» TEXT SECTION:
┌──

From my diary: Gentlemen say “Old Slavonic”, Yankee; the latest on Methodius; plus the Oxford Patristics Conference 2015. All in your soaraway blog!

Sometimes, it’s just a very good idea to go offline! —

sounds_to_me_like_you_just_need_to_unplug
I’m back after a very pleasant week of holiday, and I’m starting to pick up the threads once more.  I’m still feeling somewhat frivolous.

While I was away, Ralph Cleminson sent over a fresh version of Methodius’ De Lepra (a text which gives an allegorical interpretation of Leviticus 13) in which we discussed various issues.  Part of the problem is that it opens in what is clearly the middle of a passage, and the two lines in question are inscrutable.  It is also in the form of a dialogue, but then one of the “speakers” starts quoting two other people.  So it is nearly impossible to label the speakers, as one might otherwise do.  I’ve had a go at producing a semi-final version, and we’ll see how it looks.

In addition, Andrew Eastbourne has accepted a commission to translate the fragments of the Greek version of De Lepra, preserved in a medieval florilegium, and printed in the GCS 27 edition.  These are fairly extensive, but Dr Cleminson has already indicated that they differ quite considerably from the Old Slavonic text.  We’ll include both.  Not sure how to format that – I do hate the idea of parallel columns.

In the meantime I have commissioned Dr C. to translate the next work by Methodius, “On the Leech”, which I imagine is another piece of biblical interpretation.  Thankfully there is no Greek in this.

Meanwhile I have made an important discovery or two.

└──

» COMPLETE THE FOLLOWING:
1. Retype the diary entry on Methodius word for word, beginning at the words "In addition, Andrew" and stopping after "of parallel columns.".
2. Extend the diary entry on Methodius by writing what comes after its last sentence.

» STORED ROWS:
┌──

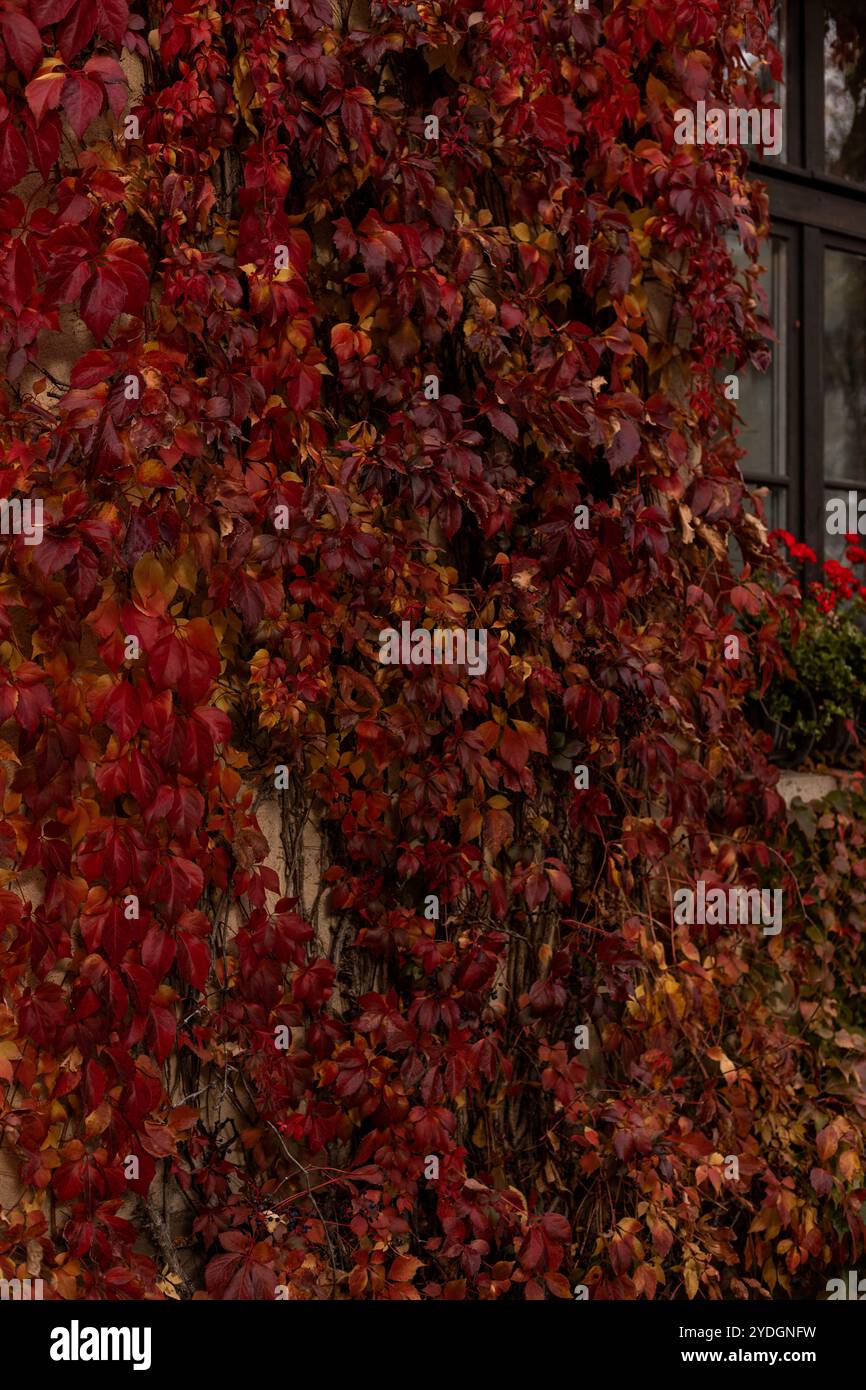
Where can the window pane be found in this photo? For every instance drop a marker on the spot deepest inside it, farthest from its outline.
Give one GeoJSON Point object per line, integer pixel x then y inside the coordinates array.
{"type": "Point", "coordinates": [844, 366]}
{"type": "Point", "coordinates": [774, 506]}
{"type": "Point", "coordinates": [845, 89]}
{"type": "Point", "coordinates": [762, 394]}
{"type": "Point", "coordinates": [779, 31]}
{"type": "Point", "coordinates": [841, 516]}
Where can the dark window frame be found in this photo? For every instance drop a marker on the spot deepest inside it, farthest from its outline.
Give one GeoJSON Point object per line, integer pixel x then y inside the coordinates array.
{"type": "Point", "coordinates": [813, 211]}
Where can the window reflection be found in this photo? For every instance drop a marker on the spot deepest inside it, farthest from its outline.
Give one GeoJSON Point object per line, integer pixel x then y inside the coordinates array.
{"type": "Point", "coordinates": [762, 394]}
{"type": "Point", "coordinates": [845, 89]}
{"type": "Point", "coordinates": [844, 366]}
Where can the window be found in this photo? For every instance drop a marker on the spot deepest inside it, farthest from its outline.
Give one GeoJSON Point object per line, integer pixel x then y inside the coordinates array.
{"type": "Point", "coordinates": [805, 419]}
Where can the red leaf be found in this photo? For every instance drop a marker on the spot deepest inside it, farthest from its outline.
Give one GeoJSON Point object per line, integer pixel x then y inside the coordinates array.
{"type": "Point", "coordinates": [102, 300]}
{"type": "Point", "coordinates": [43, 142]}
{"type": "Point", "coordinates": [17, 277]}
{"type": "Point", "coordinates": [515, 749]}
{"type": "Point", "coordinates": [77, 29]}
{"type": "Point", "coordinates": [49, 11]}
{"type": "Point", "coordinates": [13, 157]}
{"type": "Point", "coordinates": [193, 959]}
{"type": "Point", "coordinates": [82, 100]}
{"type": "Point", "coordinates": [21, 38]}
{"type": "Point", "coordinates": [123, 712]}
{"type": "Point", "coordinates": [113, 17]}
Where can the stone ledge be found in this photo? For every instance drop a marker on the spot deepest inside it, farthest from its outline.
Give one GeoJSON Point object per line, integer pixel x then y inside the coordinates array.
{"type": "Point", "coordinates": [806, 786]}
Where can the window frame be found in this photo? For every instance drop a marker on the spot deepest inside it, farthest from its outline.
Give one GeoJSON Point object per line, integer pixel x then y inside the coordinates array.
{"type": "Point", "coordinates": [813, 211]}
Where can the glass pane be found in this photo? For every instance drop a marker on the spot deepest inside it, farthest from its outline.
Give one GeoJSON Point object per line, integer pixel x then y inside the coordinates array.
{"type": "Point", "coordinates": [844, 366]}
{"type": "Point", "coordinates": [762, 394]}
{"type": "Point", "coordinates": [845, 89]}
{"type": "Point", "coordinates": [841, 517]}
{"type": "Point", "coordinates": [779, 31]}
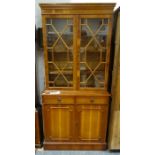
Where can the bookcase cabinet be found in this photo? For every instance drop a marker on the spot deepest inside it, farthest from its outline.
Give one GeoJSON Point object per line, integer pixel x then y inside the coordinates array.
{"type": "Point", "coordinates": [77, 55]}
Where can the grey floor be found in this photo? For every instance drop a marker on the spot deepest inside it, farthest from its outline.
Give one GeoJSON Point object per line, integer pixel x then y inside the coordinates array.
{"type": "Point", "coordinates": [42, 152]}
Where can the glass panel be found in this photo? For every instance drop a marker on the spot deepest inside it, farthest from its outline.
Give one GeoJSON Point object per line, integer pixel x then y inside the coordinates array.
{"type": "Point", "coordinates": [60, 52]}
{"type": "Point", "coordinates": [93, 52]}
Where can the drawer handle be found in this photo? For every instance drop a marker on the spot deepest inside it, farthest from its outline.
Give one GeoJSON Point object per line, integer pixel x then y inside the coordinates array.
{"type": "Point", "coordinates": [59, 99]}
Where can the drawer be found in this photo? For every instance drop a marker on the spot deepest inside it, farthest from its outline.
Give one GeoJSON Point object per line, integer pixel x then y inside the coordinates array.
{"type": "Point", "coordinates": [58, 100]}
{"type": "Point", "coordinates": [92, 100]}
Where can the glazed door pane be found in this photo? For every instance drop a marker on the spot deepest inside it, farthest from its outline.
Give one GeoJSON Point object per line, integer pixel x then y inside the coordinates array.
{"type": "Point", "coordinates": [59, 32]}
{"type": "Point", "coordinates": [93, 51]}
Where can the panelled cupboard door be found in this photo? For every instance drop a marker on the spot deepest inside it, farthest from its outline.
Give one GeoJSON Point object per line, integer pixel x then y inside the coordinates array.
{"type": "Point", "coordinates": [92, 122]}
{"type": "Point", "coordinates": [58, 122]}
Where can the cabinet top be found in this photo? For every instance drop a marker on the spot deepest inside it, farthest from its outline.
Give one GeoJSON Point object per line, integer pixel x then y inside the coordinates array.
{"type": "Point", "coordinates": [77, 8]}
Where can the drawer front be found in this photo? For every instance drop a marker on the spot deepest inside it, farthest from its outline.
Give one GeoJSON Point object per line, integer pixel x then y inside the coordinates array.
{"type": "Point", "coordinates": [58, 100]}
{"type": "Point", "coordinates": [92, 100]}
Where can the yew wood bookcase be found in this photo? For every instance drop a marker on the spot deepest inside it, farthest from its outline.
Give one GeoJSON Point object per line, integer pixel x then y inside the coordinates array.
{"type": "Point", "coordinates": [76, 40]}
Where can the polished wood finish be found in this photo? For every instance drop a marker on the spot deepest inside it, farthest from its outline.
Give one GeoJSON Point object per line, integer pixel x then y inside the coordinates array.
{"type": "Point", "coordinates": [37, 130]}
{"type": "Point", "coordinates": [114, 130]}
{"type": "Point", "coordinates": [76, 100]}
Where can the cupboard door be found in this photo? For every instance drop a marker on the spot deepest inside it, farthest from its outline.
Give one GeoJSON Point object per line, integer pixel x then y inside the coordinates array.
{"type": "Point", "coordinates": [58, 122]}
{"type": "Point", "coordinates": [59, 51]}
{"type": "Point", "coordinates": [93, 51]}
{"type": "Point", "coordinates": [92, 122]}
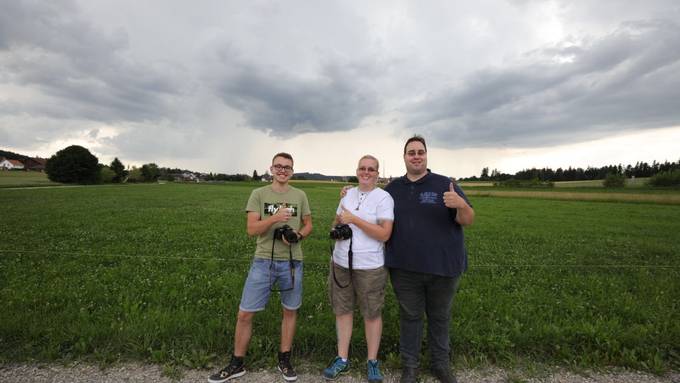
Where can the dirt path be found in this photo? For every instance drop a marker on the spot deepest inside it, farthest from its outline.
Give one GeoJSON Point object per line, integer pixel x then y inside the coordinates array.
{"type": "Point", "coordinates": [154, 374]}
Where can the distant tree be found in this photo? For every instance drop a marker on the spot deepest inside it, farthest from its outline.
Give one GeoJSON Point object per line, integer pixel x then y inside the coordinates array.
{"type": "Point", "coordinates": [614, 180]}
{"type": "Point", "coordinates": [118, 170]}
{"type": "Point", "coordinates": [73, 164]}
{"type": "Point", "coordinates": [135, 175]}
{"type": "Point", "coordinates": [150, 172]}
{"type": "Point", "coordinates": [106, 175]}
{"type": "Point", "coordinates": [485, 174]}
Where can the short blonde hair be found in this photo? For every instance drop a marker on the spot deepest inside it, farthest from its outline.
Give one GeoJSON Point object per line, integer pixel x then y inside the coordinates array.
{"type": "Point", "coordinates": [370, 157]}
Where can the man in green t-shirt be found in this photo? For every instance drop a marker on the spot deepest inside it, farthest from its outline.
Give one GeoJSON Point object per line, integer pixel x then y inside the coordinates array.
{"type": "Point", "coordinates": [277, 265]}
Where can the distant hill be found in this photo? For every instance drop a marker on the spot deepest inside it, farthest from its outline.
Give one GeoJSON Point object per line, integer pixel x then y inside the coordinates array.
{"type": "Point", "coordinates": [317, 177]}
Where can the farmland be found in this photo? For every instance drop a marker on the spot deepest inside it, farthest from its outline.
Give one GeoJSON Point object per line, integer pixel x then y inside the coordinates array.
{"type": "Point", "coordinates": [154, 273]}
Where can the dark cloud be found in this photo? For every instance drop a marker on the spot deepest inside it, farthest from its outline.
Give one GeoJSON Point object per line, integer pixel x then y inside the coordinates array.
{"type": "Point", "coordinates": [626, 80]}
{"type": "Point", "coordinates": [77, 71]}
{"type": "Point", "coordinates": [285, 104]}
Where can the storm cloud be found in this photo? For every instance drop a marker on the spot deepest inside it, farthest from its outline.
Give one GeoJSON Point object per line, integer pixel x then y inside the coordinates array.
{"type": "Point", "coordinates": [285, 104]}
{"type": "Point", "coordinates": [570, 92]}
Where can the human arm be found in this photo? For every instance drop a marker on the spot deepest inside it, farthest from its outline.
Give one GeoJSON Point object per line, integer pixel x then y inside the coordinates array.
{"type": "Point", "coordinates": [379, 231]}
{"type": "Point", "coordinates": [257, 226]}
{"type": "Point", "coordinates": [465, 214]}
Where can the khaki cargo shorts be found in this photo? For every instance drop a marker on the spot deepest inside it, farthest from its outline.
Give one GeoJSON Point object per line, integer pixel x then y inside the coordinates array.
{"type": "Point", "coordinates": [367, 289]}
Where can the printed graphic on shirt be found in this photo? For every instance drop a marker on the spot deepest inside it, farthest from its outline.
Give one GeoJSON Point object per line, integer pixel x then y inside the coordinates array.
{"type": "Point", "coordinates": [273, 208]}
{"type": "Point", "coordinates": [428, 197]}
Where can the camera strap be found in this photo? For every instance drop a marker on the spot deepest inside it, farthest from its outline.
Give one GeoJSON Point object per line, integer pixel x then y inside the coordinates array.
{"type": "Point", "coordinates": [350, 257]}
{"type": "Point", "coordinates": [292, 267]}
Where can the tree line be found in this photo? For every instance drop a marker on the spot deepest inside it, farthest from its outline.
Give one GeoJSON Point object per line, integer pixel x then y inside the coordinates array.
{"type": "Point", "coordinates": [640, 169]}
{"type": "Point", "coordinates": [75, 164]}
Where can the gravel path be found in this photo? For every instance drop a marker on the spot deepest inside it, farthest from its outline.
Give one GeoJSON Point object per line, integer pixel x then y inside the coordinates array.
{"type": "Point", "coordinates": [154, 374]}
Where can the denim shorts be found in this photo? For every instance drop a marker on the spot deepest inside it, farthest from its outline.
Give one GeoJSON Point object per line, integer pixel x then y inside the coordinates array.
{"type": "Point", "coordinates": [262, 278]}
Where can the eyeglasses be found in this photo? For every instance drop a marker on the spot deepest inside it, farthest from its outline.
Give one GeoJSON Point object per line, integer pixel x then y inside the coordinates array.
{"type": "Point", "coordinates": [278, 168]}
{"type": "Point", "coordinates": [412, 153]}
{"type": "Point", "coordinates": [365, 169]}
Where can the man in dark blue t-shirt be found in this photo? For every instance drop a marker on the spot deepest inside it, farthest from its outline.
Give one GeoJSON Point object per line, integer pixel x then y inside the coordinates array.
{"type": "Point", "coordinates": [426, 256]}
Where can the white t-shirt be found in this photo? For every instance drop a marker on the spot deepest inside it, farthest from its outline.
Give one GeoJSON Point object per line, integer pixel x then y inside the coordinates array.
{"type": "Point", "coordinates": [368, 253]}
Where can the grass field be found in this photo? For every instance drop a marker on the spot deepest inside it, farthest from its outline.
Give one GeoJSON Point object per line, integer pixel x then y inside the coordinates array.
{"type": "Point", "coordinates": [154, 273]}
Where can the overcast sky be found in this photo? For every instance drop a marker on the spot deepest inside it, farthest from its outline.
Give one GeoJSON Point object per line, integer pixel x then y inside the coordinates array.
{"type": "Point", "coordinates": [223, 85]}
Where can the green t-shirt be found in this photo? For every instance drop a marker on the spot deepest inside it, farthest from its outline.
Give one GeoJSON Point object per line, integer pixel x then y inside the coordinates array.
{"type": "Point", "coordinates": [267, 202]}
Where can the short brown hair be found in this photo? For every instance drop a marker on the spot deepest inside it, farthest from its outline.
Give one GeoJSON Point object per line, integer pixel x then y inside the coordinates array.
{"type": "Point", "coordinates": [284, 155]}
{"type": "Point", "coordinates": [416, 137]}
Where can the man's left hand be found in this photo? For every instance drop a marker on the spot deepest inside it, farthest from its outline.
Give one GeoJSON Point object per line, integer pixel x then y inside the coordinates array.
{"type": "Point", "coordinates": [452, 200]}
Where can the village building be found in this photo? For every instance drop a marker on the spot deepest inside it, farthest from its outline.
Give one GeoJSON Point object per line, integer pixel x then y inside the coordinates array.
{"type": "Point", "coordinates": [6, 164]}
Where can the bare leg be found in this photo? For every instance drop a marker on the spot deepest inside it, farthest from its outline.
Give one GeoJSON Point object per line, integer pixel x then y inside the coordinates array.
{"type": "Point", "coordinates": [244, 330]}
{"type": "Point", "coordinates": [287, 329]}
{"type": "Point", "coordinates": [343, 325]}
{"type": "Point", "coordinates": [373, 329]}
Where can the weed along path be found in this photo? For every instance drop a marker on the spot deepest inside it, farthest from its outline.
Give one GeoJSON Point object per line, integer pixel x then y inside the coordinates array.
{"type": "Point", "coordinates": [80, 373]}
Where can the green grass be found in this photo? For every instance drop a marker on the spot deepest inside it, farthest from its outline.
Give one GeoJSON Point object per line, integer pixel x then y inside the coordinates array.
{"type": "Point", "coordinates": [154, 273]}
{"type": "Point", "coordinates": [24, 179]}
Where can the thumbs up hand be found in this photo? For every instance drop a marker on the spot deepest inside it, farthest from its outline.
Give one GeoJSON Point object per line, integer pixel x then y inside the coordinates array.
{"type": "Point", "coordinates": [452, 200]}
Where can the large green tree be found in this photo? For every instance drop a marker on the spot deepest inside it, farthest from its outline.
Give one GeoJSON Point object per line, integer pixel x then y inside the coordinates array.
{"type": "Point", "coordinates": [73, 164]}
{"type": "Point", "coordinates": [119, 169]}
{"type": "Point", "coordinates": [150, 172]}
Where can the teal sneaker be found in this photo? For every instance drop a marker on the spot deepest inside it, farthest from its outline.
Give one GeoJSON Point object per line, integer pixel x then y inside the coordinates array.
{"type": "Point", "coordinates": [337, 368]}
{"type": "Point", "coordinates": [374, 374]}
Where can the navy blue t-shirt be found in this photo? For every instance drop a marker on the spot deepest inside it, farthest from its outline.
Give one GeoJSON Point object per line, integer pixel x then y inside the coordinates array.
{"type": "Point", "coordinates": [425, 237]}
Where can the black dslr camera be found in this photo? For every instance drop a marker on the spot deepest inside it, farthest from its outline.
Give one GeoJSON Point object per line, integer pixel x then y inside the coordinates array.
{"type": "Point", "coordinates": [341, 232]}
{"type": "Point", "coordinates": [286, 232]}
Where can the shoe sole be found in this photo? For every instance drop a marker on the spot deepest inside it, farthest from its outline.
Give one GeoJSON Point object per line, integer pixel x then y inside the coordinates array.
{"type": "Point", "coordinates": [237, 375]}
{"type": "Point", "coordinates": [287, 378]}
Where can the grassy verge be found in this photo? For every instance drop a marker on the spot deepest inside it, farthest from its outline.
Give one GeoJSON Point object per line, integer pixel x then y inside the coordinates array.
{"type": "Point", "coordinates": [154, 272]}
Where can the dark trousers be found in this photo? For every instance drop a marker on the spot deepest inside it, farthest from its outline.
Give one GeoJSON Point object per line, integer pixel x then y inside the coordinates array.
{"type": "Point", "coordinates": [419, 293]}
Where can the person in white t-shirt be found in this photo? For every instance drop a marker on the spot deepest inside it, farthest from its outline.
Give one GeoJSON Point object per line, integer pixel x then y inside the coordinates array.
{"type": "Point", "coordinates": [369, 212]}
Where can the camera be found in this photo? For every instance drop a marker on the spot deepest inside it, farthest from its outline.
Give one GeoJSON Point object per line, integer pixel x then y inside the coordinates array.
{"type": "Point", "coordinates": [286, 232]}
{"type": "Point", "coordinates": [341, 231]}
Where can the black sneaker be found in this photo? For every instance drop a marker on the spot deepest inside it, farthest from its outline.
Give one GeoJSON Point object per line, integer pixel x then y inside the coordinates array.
{"type": "Point", "coordinates": [233, 370]}
{"type": "Point", "coordinates": [286, 368]}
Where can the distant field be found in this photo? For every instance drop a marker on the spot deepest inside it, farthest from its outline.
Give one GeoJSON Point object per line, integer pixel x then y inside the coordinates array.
{"type": "Point", "coordinates": [154, 273]}
{"type": "Point", "coordinates": [22, 178]}
{"type": "Point", "coordinates": [630, 182]}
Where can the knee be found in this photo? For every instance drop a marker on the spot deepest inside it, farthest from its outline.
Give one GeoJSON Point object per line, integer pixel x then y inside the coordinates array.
{"type": "Point", "coordinates": [245, 317]}
{"type": "Point", "coordinates": [289, 314]}
{"type": "Point", "coordinates": [410, 313]}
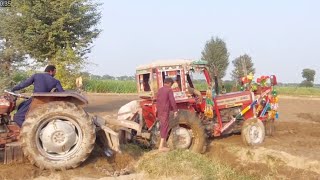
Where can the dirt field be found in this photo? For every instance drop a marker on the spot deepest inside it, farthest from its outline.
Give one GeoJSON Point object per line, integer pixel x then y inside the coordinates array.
{"type": "Point", "coordinates": [292, 153]}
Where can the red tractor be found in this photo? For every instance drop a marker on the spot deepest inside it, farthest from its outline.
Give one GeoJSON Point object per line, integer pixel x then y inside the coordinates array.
{"type": "Point", "coordinates": [202, 113]}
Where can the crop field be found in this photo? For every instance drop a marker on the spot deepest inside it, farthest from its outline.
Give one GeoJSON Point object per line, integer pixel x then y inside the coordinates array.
{"type": "Point", "coordinates": [117, 86]}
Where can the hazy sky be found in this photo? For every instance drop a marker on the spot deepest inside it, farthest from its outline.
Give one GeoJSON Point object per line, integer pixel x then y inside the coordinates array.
{"type": "Point", "coordinates": [282, 37]}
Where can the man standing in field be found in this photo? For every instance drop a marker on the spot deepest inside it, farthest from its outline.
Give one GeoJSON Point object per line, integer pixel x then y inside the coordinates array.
{"type": "Point", "coordinates": [165, 103]}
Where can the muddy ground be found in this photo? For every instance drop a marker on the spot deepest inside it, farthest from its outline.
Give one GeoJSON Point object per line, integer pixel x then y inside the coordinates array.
{"type": "Point", "coordinates": [292, 153]}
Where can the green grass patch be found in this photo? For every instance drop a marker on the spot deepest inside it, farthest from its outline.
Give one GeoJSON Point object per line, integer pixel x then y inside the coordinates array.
{"type": "Point", "coordinates": [110, 86]}
{"type": "Point", "coordinates": [299, 91]}
{"type": "Point", "coordinates": [186, 165]}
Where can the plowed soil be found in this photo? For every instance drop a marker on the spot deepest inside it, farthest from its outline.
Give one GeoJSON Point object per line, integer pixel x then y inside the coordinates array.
{"type": "Point", "coordinates": [293, 152]}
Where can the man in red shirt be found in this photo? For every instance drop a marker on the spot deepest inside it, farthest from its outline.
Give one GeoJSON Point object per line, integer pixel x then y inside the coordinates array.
{"type": "Point", "coordinates": [165, 103]}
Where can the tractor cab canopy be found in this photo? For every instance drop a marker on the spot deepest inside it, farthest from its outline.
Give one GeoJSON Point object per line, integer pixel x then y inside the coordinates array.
{"type": "Point", "coordinates": [150, 77]}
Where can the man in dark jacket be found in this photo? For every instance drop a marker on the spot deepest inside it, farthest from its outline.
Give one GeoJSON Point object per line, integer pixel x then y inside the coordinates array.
{"type": "Point", "coordinates": [42, 82]}
{"type": "Point", "coordinates": [165, 103]}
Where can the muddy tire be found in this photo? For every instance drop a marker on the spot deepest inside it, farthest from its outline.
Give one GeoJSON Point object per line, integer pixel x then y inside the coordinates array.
{"type": "Point", "coordinates": [58, 135]}
{"type": "Point", "coordinates": [253, 132]}
{"type": "Point", "coordinates": [270, 127]}
{"type": "Point", "coordinates": [187, 126]}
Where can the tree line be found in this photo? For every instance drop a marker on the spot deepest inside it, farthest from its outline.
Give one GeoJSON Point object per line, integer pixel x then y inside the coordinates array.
{"type": "Point", "coordinates": [217, 55]}
{"type": "Point", "coordinates": [37, 33]}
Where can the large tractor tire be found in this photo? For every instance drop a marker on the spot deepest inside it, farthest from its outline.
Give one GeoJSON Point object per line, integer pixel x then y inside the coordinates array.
{"type": "Point", "coordinates": [58, 135]}
{"type": "Point", "coordinates": [187, 132]}
{"type": "Point", "coordinates": [253, 132]}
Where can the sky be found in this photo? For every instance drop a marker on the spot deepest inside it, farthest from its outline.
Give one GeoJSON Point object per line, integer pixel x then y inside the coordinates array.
{"type": "Point", "coordinates": [282, 37]}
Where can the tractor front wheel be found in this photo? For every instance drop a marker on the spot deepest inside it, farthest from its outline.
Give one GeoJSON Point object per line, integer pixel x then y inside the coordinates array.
{"type": "Point", "coordinates": [58, 135]}
{"type": "Point", "coordinates": [253, 132]}
{"type": "Point", "coordinates": [187, 132]}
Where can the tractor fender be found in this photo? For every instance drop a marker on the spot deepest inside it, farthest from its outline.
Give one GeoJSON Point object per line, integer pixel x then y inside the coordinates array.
{"type": "Point", "coordinates": [39, 99]}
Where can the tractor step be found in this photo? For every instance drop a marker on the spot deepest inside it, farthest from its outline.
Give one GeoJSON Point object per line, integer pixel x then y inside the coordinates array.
{"type": "Point", "coordinates": [13, 153]}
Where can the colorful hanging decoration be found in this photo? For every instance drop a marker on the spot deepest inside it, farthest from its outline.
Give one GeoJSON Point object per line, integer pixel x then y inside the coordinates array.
{"type": "Point", "coordinates": [263, 80]}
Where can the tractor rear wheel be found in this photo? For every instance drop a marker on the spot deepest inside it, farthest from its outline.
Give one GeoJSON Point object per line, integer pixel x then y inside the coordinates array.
{"type": "Point", "coordinates": [58, 135]}
{"type": "Point", "coordinates": [187, 132]}
{"type": "Point", "coordinates": [253, 132]}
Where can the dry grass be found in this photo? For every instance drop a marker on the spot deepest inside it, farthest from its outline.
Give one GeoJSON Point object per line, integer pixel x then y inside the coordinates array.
{"type": "Point", "coordinates": [186, 165]}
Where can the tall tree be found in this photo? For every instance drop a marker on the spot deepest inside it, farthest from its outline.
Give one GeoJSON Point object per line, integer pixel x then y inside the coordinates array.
{"type": "Point", "coordinates": [243, 65]}
{"type": "Point", "coordinates": [54, 32]}
{"type": "Point", "coordinates": [217, 55]}
{"type": "Point", "coordinates": [10, 56]}
{"type": "Point", "coordinates": [309, 75]}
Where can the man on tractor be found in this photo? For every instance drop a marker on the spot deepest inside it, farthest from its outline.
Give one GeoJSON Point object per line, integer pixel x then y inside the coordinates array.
{"type": "Point", "coordinates": [42, 82]}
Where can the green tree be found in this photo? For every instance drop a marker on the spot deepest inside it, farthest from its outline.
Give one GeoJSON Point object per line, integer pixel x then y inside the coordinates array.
{"type": "Point", "coordinates": [309, 75]}
{"type": "Point", "coordinates": [242, 65]}
{"type": "Point", "coordinates": [217, 55]}
{"type": "Point", "coordinates": [54, 32]}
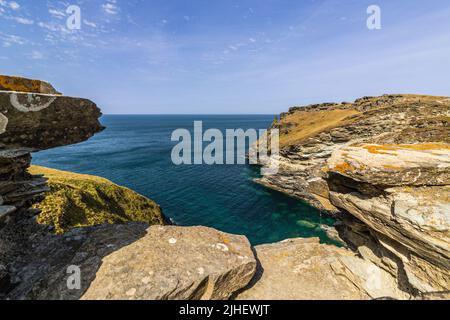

└──

» SOLVED PROBLEMS:
1.
In addition, Andrew Eastbourne has accepted a commission to translate the fragments of the Greek version of De Lepra, preserved in a medieval florilegium, and printed in the GCS 27 edition.  These are fairly extensive, but Dr Cleminson has already indicated that they differ quite considerably from the Old Slavonic text.  We’ll include both.  Not sure how to format that – I do hate the idea of parallel columns.

2.
The first discovery is what is the difference between “Old Slavonic” and “Old Slavic”.  Around the web, the latter is very common; but the former is the one that I know from literature.  It turns out that they mean the same thing – the very early literature of the Slavs in Bulgaria just after the creation of their alphabet – but that Old Slavonic is the form used in Britain, while “Old Slavic” is the form used in the USA.

At least I now know, when I refer to Old Slavonic, what I am talking about.  Sort of.

Well, I do have a French volume, produced by the Cerf, which has an introduction to that literature.  But somehow I forgot to look for it last week.  I’d read it this week, except that it is at home, and I am back in the hotel.  One day I will remember to read it.

My second discovery is that the English word for slave is indeed connected to “Slav”, via Greek.   I read it on a web page, so it must be true.  But it sounded plausible over lunch.

What they said is that the Greek word for slave was doulos.  But the medieval Greeks captured so many Slavs during the wars against the Bulgarians, that they based a Greek word specially on that.  This of course became known in Sicily, then under Byzantine rule; and, after its conquest by the Normans, around the same time as the Normans conquered England, the term became part of old English.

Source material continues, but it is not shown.